Requirement >>
For every line in the material, set down an identical one.

Information supplied >>
---+---
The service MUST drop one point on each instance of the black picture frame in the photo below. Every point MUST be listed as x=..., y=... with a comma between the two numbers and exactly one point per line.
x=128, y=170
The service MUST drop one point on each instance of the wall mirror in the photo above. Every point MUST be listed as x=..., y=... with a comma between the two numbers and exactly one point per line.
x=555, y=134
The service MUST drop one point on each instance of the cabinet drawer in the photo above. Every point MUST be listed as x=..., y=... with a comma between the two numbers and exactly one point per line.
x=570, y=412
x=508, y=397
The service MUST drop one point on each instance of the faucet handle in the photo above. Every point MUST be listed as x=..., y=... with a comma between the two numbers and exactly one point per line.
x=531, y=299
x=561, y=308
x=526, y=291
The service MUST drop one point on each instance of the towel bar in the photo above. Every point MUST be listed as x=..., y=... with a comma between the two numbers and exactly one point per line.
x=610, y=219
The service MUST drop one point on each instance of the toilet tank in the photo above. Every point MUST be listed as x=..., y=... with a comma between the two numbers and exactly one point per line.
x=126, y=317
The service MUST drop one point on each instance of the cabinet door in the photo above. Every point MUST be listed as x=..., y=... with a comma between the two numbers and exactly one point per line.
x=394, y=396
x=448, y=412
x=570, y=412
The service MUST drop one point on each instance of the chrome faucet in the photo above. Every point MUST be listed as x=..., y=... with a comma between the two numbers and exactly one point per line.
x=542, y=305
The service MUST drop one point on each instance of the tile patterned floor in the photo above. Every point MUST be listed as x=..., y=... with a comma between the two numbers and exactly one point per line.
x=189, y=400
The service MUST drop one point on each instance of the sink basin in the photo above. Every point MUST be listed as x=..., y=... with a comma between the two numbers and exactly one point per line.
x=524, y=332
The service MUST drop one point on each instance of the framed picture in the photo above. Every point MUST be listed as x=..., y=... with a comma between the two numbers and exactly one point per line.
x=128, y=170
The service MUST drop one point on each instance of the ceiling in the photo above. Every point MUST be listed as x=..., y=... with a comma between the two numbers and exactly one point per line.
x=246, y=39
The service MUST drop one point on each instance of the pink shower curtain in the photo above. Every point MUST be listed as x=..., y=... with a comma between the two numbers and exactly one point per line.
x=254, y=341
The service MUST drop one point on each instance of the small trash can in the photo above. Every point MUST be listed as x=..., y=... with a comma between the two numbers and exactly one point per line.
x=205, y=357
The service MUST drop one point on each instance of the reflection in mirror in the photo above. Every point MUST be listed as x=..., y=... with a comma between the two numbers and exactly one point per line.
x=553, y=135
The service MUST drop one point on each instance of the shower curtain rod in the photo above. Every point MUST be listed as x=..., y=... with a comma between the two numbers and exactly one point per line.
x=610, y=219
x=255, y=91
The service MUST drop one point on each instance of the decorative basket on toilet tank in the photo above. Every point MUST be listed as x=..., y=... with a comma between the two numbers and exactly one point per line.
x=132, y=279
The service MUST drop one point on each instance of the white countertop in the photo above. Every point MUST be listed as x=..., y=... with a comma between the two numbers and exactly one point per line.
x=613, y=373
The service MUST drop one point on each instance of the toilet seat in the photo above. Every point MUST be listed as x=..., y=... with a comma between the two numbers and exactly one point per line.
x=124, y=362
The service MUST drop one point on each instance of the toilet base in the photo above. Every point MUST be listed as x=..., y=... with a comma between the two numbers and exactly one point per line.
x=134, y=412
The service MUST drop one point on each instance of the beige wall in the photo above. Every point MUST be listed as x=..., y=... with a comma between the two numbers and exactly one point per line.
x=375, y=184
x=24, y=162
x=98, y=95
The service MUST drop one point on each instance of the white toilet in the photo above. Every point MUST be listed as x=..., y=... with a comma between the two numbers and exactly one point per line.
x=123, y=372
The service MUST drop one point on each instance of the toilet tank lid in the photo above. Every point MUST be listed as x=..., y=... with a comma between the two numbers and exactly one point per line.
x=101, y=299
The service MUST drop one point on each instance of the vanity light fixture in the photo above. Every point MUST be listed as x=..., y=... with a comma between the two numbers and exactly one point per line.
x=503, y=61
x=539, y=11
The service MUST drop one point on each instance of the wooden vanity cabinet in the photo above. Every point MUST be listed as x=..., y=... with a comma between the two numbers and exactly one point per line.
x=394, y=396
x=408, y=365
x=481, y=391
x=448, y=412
---+---
Solution >>
The service MUST drop one point on each instance of the black picture frame in the photo below. Every point MUST be listed as x=..., y=... with a comma between the two numbers and exactly one point per line.
x=128, y=170
The service MUST drop one point on each instance of the wall mirror in the photo above. Every point MUST be listed as x=..., y=... with a comma between the two numbers and exactly one point per line.
x=555, y=134
The service MUST drop one point on each instance of the cabinet drawer in the photo above. Every point MUST be listed as x=..., y=... with a comma between the two numbers and exactly one point per line.
x=570, y=412
x=508, y=397
The service MUST drop one point on each instance of the faucet handle in the photo above. Every point MUST be listed as x=..., y=... with a comma between the two numbers and exactly one point per line.
x=531, y=299
x=561, y=308
x=526, y=291
The service MUST drop one point on each instance of the towel bar in the photo above. Every point MUST be listed as x=..., y=... with a comma between the two numbers and exactly one point per line.
x=610, y=219
The service MUST drop one point on each instance of the toilet tank in the photo above. Every point MUST be listed as x=..., y=... with a comma between the two numbers and exactly one point per line.
x=126, y=317
The service MUST drop one point on each instance of the cabinet door in the photo above. Every point MUST be listed as x=..., y=... with a comma between the two numbers and exactly one point per line.
x=394, y=396
x=448, y=412
x=570, y=412
The service MUST drop one point on each instance of the chrome faucet in the photo above. Every point MUST be listed as x=..., y=... with a comma between the two numbers and exactly one point per line.
x=542, y=305
The service MUST drop one point on each instance of the tile patterned floor in the photo above. Every point MUST be listed as x=..., y=... with a comma between the two numbers and exactly one point per line.
x=189, y=400
The service MUST drop one point on each instance of the sink basin in the photo above. Every point MUST be listed as x=..., y=... with a comma between the two numbers and exactly one point per line.
x=524, y=332
The service MUST drop one point on each instance of the framed picture in the photo above. Every point MUST be listed as x=..., y=... with a comma between the two numbers and exactly one point per line.
x=128, y=170
The service MUST drop one point on each instance of the ceiling in the photo above. Every point MUST be listed as x=..., y=... with a comma between the two numbers and exactly one point per line.
x=246, y=39
The service MUST drop one point on each instance of the pink shower curtain in the photo above. Every point MUST be listed as x=..., y=... with a comma between the two numbers and exactly one point per line.
x=254, y=341
The service MUST drop one point on each instance of the small trash can in the photo above. Every point MUST be listed as x=..., y=... with a comma between the two numbers and exactly one point per line.
x=205, y=357
The service MUST drop one point on each instance of the reflection in mirror in the photo above. Every point MUST be listed as x=..., y=... with a comma between the two numbers and exactly one point per line.
x=553, y=135
The service MUST drop one point on each instance of the shower curtain rod in the photo above. Every point MUST be listed as x=..., y=... with a comma between the two numbers and exactly one point per line.
x=610, y=219
x=255, y=91
The service MUST drop one point on each instance of the decorative basket on toilet tank in the photo above. Every point MUST be listed as x=..., y=... with a comma between the two numbers and exactly one point per line.
x=132, y=279
The service MUST drop one point on each instance of the white countertop in the photo above. Every point MUST be listed as x=..., y=... with a comma between the two numbers and exactly one point per line.
x=613, y=373
The service MUST drop one point on each instance of the toilet seat in the photo above. Every point MUST be listed as x=..., y=... with a comma between the two numbers and exactly one point per line.
x=124, y=362
The service MUST drop one point on each instance of the toilet base in the photo above. Every point MUST be listed as x=..., y=... with a comma between the two numbers and exactly one point per line.
x=134, y=412
The service MUST drop one point on each instance of the beige wall in the photo above. Every point MUST be listed as x=..., y=... with a comma between the two numbers and exactly one point per line.
x=375, y=184
x=24, y=162
x=98, y=95
The service MUST drop one point on each instance of the white toilet in the photo above. Every point MUST be listed as x=..., y=... with a comma between the two numbers and exactly one point per line.
x=123, y=372
The service MUST drop one point on each instance of the toilet tank lid in the photo above. Every point MUST be listed as x=..., y=... with a comma between the two numbers and exactly one point per line.
x=101, y=299
The service MUST drop one point on each instance of the vanity light fixture in the photo above. Every point MUST be listed as x=..., y=... with a comma between the two numbers and exactly one point per line.
x=503, y=61
x=539, y=11
The service MUST drop one point on each instance of the wooden vanity cabinet in the photo above. Every point MUST be listed as x=..., y=... with a comma between the two numbers and exactly one point per line.
x=394, y=396
x=408, y=365
x=481, y=391
x=448, y=412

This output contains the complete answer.